:: Given entries ::
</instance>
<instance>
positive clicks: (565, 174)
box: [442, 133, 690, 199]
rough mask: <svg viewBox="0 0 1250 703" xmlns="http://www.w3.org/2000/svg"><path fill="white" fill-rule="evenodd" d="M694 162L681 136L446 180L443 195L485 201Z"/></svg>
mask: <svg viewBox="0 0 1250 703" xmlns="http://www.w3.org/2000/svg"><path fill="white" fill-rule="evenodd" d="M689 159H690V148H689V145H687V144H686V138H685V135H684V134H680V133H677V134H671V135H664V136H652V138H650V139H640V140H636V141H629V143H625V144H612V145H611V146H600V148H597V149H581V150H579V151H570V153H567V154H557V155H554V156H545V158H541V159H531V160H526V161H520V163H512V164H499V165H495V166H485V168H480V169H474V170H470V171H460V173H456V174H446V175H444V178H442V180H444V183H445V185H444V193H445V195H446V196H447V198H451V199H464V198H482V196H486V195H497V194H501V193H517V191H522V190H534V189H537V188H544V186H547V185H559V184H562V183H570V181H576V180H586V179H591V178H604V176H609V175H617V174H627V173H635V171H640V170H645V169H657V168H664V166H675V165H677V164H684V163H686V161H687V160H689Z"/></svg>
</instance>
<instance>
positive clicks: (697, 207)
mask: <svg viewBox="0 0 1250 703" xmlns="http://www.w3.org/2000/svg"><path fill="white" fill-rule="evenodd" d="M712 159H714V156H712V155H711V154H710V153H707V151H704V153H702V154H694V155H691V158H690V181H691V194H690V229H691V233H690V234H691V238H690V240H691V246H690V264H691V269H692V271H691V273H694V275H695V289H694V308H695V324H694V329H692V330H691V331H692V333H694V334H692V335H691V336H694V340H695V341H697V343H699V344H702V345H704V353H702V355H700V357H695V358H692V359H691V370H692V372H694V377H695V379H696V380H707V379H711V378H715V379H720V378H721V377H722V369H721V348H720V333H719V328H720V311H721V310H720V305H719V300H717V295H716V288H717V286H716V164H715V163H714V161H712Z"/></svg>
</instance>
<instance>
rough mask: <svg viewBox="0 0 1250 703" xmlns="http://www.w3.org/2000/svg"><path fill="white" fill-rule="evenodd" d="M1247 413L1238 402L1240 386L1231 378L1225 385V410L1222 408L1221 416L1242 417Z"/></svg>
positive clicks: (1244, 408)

:: Task objective ::
The complete material must be repeated exactly.

:: Response below ::
</instance>
<instance>
positive clicks: (565, 174)
box: [442, 133, 690, 199]
rough mask: <svg viewBox="0 0 1250 703" xmlns="http://www.w3.org/2000/svg"><path fill="white" fill-rule="evenodd" d="M694 162L681 136L446 180L443 195L485 201Z"/></svg>
mask: <svg viewBox="0 0 1250 703" xmlns="http://www.w3.org/2000/svg"><path fill="white" fill-rule="evenodd" d="M689 159H690V148H689V145H687V144H686V138H685V135H684V134H680V133H677V134H671V135H664V136H652V138H650V139H640V140H636V141H629V143H625V144H612V145H611V146H600V148H597V149H581V150H579V151H570V153H567V154H557V155H554V156H545V158H541V159H531V160H526V161H520V163H512V164H499V165H495V166H485V168H480V169H474V170H470V171H460V173H456V174H446V175H444V178H442V180H444V183H445V185H444V193H445V195H446V196H447V198H451V199H464V198H482V196H486V195H497V194H501V193H517V191H522V190H534V189H537V188H544V186H547V185H559V184H562V183H570V181H576V180H586V179H591V178H604V176H609V175H617V174H627V173H635V171H640V170H645V169H657V168H664V166H675V165H677V164H684V163H686V161H687V160H689Z"/></svg>
</instance>
<instance>
positive clicks: (697, 207)
mask: <svg viewBox="0 0 1250 703" xmlns="http://www.w3.org/2000/svg"><path fill="white" fill-rule="evenodd" d="M712 159H714V156H712V155H711V154H710V153H707V151H704V153H702V154H694V155H691V158H690V181H691V194H690V229H691V233H690V234H691V238H690V240H691V246H690V264H691V269H692V271H691V273H694V275H695V289H694V308H695V324H694V329H692V330H691V331H692V333H694V334H692V335H691V336H694V340H695V341H697V343H699V344H702V345H704V353H702V355H700V357H695V358H692V359H691V370H692V372H694V377H695V379H696V380H707V379H711V378H715V379H720V378H721V377H722V369H721V348H720V333H719V328H720V311H721V310H720V305H719V300H717V295H716V288H717V286H716V164H715V163H714V161H712Z"/></svg>
</instance>
<instance>
rough mask: <svg viewBox="0 0 1250 703" xmlns="http://www.w3.org/2000/svg"><path fill="white" fill-rule="evenodd" d="M1247 413L1238 402L1240 386L1231 378L1225 385V410L1222 408L1221 416L1242 417Z"/></svg>
positive clicks: (1244, 408)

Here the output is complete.